→ **Exercise tasks**:
1. In the props_neat documentation, which test is used for paired proportions?
2. Reproduce the stretch of the props_neat documentation from "R: Difference of" through "the proportion difference.".

[Passage shown — start]

R: Difference of Two Proportions

props_neat {neatStats}

R Documentation

Difference of Two Proportions

Description

Comparison of paired and unpaired proportions. For unpaired: Pearson's chi-squared test or unconditional exact test, including confidence interval (CI) for the proportion difference, and corresponding independent multinomial contingency table Bayes factor (BF). (Cohen's h and its CI are also calculated.) For paired tests, classical (asymptotic) McNemar test (optionally with mid-P as well), including confidence interval (CI) for the proportion difference.

Usage

props_neat(
  var1 = NULL,
  var2 = NULL,
  case1 = NULL,
  case2 = NULL,
  control1 = NULL,
  control2 = NULL,
  prop1 = NULL,
  prop2 = NULL,
  n1 = NULL,
  n2 = NULL,
  pair = FALSE,
  greater = NULL,
  ci = NULL,
  bf_added = FALSE,
  round_to = 3,
  exact = FALSE,
  inverse = FALSE,
  yates = FALSE,
  midp = FALSE,
  h_added = FALSE,
  for_table = FALSE,
  hush = FALSE
)

Arguments

`var1`	First variable containing classifications, in 'group 1', for the first proportion (see Examples). If given (strictly necessary for paired proportions), proportions will be defined using `var1` and `var2` (see Details). To distinguish classification ('cases' and 'controls'; e.g. positive outcomes vs. negative outcomes), any two specific characters (or numbers) can be used. However, more than two different elements (apart from `NA`s) will cause error.
`var2`	Second variable containing classifications in, 'group 2', for the second proportion, analogously to `var1`.
`case1`	Number of 'cases' (as opposed to 'controls'; e.g. positive outcomes vs. negative outcomes) in 'group 1'. As counterpart, either control numbers or sample sizes needs to be given (see Details).
`case2`	Number of 'cases' in 'group 2'.
`control1`	Number of 'controls' in 'group 1'. As counterpart, case numbers need to be given (see Details).
`control2`	Number of 'controls' in 'group 2'.
`prop1`	Proportion in 'group 1'. As counterpart, sample sizes need to be given (see Details).
`prop2`	Proportion in 'group 2'.
`n1`	Number; sample size of 'group 1'.
`n2`	Number; sample size of 'group 2'.
`pair`	Logical. Set `TRUE` for paired proportions (McNemar, mid-P), or `FALSE` (default) for unpaired (chi squared, or unconditional exact test). Note: paired data must be given in `var1` and `var2`.
`greater`	`NULL` or string (or number); optionally specifies one-sided exact test: either "1" (`case1/n1` proportion expected to be greater than `case2/n2` proportion) or "2" (`case2/n2` proportion expected to be greater than `case1/n1` proportion). If `NULL` (default), the test is two-sided.

[Passage shown — finish]
[Provided records — start]

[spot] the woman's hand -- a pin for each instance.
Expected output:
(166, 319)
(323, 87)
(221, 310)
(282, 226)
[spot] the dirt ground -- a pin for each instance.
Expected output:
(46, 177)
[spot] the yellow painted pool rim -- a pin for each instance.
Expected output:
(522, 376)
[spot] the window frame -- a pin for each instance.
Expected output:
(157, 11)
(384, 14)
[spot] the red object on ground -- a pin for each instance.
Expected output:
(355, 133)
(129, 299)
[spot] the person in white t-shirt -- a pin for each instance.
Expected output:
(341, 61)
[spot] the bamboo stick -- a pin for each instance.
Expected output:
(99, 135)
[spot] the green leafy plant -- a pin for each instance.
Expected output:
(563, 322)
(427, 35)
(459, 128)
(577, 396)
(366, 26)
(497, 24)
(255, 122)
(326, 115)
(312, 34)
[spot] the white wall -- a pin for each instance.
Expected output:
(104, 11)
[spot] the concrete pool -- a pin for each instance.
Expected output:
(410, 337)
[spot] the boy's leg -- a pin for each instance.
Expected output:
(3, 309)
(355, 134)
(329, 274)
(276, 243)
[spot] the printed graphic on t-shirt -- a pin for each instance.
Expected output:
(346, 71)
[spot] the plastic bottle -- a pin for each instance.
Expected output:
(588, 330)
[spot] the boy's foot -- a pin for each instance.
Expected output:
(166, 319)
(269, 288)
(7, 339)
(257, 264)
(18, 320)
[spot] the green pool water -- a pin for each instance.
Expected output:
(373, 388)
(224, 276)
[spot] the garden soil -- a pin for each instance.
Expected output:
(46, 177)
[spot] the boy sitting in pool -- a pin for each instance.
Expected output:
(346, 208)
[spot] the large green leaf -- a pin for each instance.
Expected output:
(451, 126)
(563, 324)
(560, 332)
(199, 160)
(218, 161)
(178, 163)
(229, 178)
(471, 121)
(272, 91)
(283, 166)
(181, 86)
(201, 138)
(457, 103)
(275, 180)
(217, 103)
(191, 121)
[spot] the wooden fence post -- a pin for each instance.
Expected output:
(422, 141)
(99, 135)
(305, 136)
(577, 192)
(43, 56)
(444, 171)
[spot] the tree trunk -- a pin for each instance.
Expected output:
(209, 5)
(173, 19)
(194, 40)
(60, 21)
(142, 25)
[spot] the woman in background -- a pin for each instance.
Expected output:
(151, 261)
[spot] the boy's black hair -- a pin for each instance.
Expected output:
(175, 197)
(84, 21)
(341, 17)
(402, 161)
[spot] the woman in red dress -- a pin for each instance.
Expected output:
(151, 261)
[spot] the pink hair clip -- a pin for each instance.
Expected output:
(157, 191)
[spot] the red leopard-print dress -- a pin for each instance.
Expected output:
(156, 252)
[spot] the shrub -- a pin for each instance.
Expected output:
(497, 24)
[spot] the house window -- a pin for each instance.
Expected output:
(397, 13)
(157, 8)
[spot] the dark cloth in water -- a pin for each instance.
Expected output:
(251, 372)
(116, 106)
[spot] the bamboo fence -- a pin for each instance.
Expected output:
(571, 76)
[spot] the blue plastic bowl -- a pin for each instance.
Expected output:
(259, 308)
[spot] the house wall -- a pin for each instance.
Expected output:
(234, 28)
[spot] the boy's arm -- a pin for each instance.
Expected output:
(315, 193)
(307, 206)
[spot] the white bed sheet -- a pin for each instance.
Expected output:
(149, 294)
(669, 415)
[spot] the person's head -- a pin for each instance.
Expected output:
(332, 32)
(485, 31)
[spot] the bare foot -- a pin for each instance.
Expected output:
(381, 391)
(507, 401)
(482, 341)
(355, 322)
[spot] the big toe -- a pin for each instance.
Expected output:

[Provided records — finish]

→ **Solutions**:
1. The classical (asymptotic) McNemar test, optionally with mid-P as well.

2.
R: Difference of Two Proportions

props_neat {neatStats}

R Documentation

Difference of Two Proportions

Description

Comparison of paired and unpaired proportions. For unpaired: Pearson's chi-squared test or unconditional exact test, including confidence interval (CI) for the proportion difference, and corresponding independent multinomial contingency table Bayes factor (BF). (Cohen's h and its CI are also calculated.) For paired tests, classical (asymptotic) McNemar test (optionally with mid-P as well), including confidence interval (CI) for the proportion difference.